## Page text
-------------------------

Coulsdon ready to ‘fight tooth and nail’ for community centre

A charity is threatening legal action against the council if they try to sell-off their ‘village hall’ without providing replacement facilities. Our south of the borough correspondent, PEARL LEE, reports

Redeveloping the Coulsdon Community Centre was a key part of Brick by Brick’s proposals

As Croydon Council tries to crawl from the wreckage created when Brick by Brick crashed the Town Hall’s finances, they are quickly discovering that implementing their recovery plan will be far from straightforward, if the situation in Coulsdon is anything to go by.

A community leader has this week suggested that it is “unlikely those responsible have thought through properly” plans to flog off council-owned sites in Coulsdon.

Three council-owned sites around Coulsdon town centre – the Lion Green Road car park, the CALAT Centre on Malcolm Road and the community centre on Barrie Close – have been subject to five years of dither and uncertainty. Their redevelopment by Brick by Brick was supposed to be interdependent.

But the entanglement of the sites proved to be well beyond those in charge of the bungling loss-making developers.

In an “asset disposal” plan agreed last week, the council wants Brick by Brick to cash-in on the soon-to-be-finished flats on Lion Green Road while they intend to flog off the two other development sites to help plug the gaping hole in the council’s budgets.

In many respects, the lengthy delays and failure to deliver on the three Coulsdon sites provides a case study of how the Brick by Brick clusterfuck brought down the council.

For a start, Brick by Brick are almost two years late in completing the Lion Green Road flats. After some resident consultation, planning applications for five “stunning” (their choice of word, not ours) blocks of flats on Lion Green Road were submitted in 2017.

Pitman Tozer architects’ drawings of the flats they wanted to build on Barrie Close, from three years ago

The 157 flats would mostly go for private sale. Estimated sale value to Brick by Brick, and therefore the council, around £30million.

While all that was going on, the community was promised a new centre where the CALAT building now stands, together with a shiny new health centre, while on Barrie Close, off the Chipstead Valley Road, there was to be another 33 money-spinning flats. The interlinked projects saw Brick by Brick and their architect mates even win awards from the Architects Journal for “Master Plan of the Year”. We kid you not.

But that was back in 2018.

To this day, all the people of Coulsdon have got is the award-winning “plan”, while the Council Tax-payers of Croydon have been picking up the architects’ and consultants’ bills.

The whole inter-woven project was supposed to have been completed by May 2020.

Come February 2021, and the Lion Green Road flats have still not been finished. There’s not been any construction work done on the CALAT or community centre sites at all. In the past week, Brick by Brick have erased all mention of the Barrie Close project from their website.

Brick by Brick’s web page today for the Barrie Road site

“It’s bonkers,” according to one angry Coulsdon resident.

-------------------------

## Dataset extract
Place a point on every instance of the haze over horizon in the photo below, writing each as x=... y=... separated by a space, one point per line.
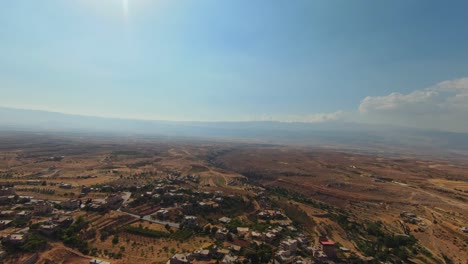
x=396 y=63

-------------------------

## Required tasks
(a) Can you return the passage of the Coulsdon community centre article between "To this day, all" and "and consultants’ bills.", inclusive, word for word?
(b) Could you carry the article on the Coulsdon community centre further, picking up after its final line?

## Task-by-task answers
(a)
To this day, all the people of Coulsdon have got is the award-winning “plan”, while the Council Tax-payers of Croydon have been picking up the architects’ and consultants’ bills.

(b)
“They must have spent tens, if not hundreds of thousands in consultancy and design work with Pitman Tozer architects, all of which is down the drain.”

The inter-connected schemes quickly ran into difficulties, not least because the NHS proved less-than-interested in funding any running costs of a new health centre, citing “other priorities” in the area. Without an alternative site into which to decant the 30-plus groups who regularly make good use of the community centre, the whole project stalled. Not for the first time, the brains behind Brick by Brick were stumped.

Now, after the council published its asset disposal plan last week, which named Barrie Close and Malcolm Road as sites for sale to other developers, the various community groups which use the 1930s-built community centre are promising to “fight tooth and nail any attempt to deprive Coulsdon of its community hub, including through the courts if that proves necessary”.

In normal times, the centre functions as Coulsdon’s village hall. It is a vibrant centre which plays host to approximately 60,000 individual user visits each year, as well as providing 3,500 separate classes, meetings, events, parties and performances per annum.

The community centre is a financially successful social enterprise and registered charity, which returns a healthy annual surplus that is reinvested in the facilities for the benefit of its users and the wider community. It has been home for the past 50 years to Theatre Workshop Coulsdon, as well as providing a place of worship for three churches, plus a pre-school which in more normal times operates on five days a week for a large number of local children.

According to a trustee, “The building has one or two maintenance issues but it is not in need of ‘major refurbishment’. It’s basically in good condition.”

The council papers last week referred to the joint planning permission across the two sites. The CALAT building and Barrie Close were linked, “… so both assets need to be sold together to allow relocation of Community Centre”.

But after five years of being “messed around” by Brick by Brick over the redevelopment, Coulsdon locals are wary of what deals the cash-strapped council might be forced into making.

In a letter to centre users sent at the weekend, the association’s chair, Richard Lloyd, wrote, “You may have seen in the local news that Croydon Council, having run its finances into the ground (£1.5billion debt) through mismanagement has now started to wind up Brick by Brick – its loss-making, arms-length development company.

“The £2.5million scheme to refurbish and extend the ex-CALAT site in Malcolm Road, to provide a new home for Coulsdon Community Centre, therefore appears defunct – although no one has communicated that to us officially yet.

“The latest news is that the council is suggesting that both our current site, and the Malcolm Road site, will be put up for sale for development. Please don’t panic!

“We have more than five years remaining on our current legally binding lease contract, under which the council has an obligation to provide like-for-like replacement of facilities, should it seek to terminate the lease early.

Richard Lloyd: ready to ‘fight tooth and nail’

“Given that the council seems to recognise this obligation, but is now saying they intend to dispose of both the CALAT and the existing Coulsdon Community Centre sites, it will be interesting to see what their proposals are, to provide an adequate like-for-like replacement in the area, enjoying all the space and amenities the centre and its users currently benefit from.

“We’re working with our local councillors to try to get clarification on the council’s intentions.

“We think it’s unlikely those responsible have thought this through properly.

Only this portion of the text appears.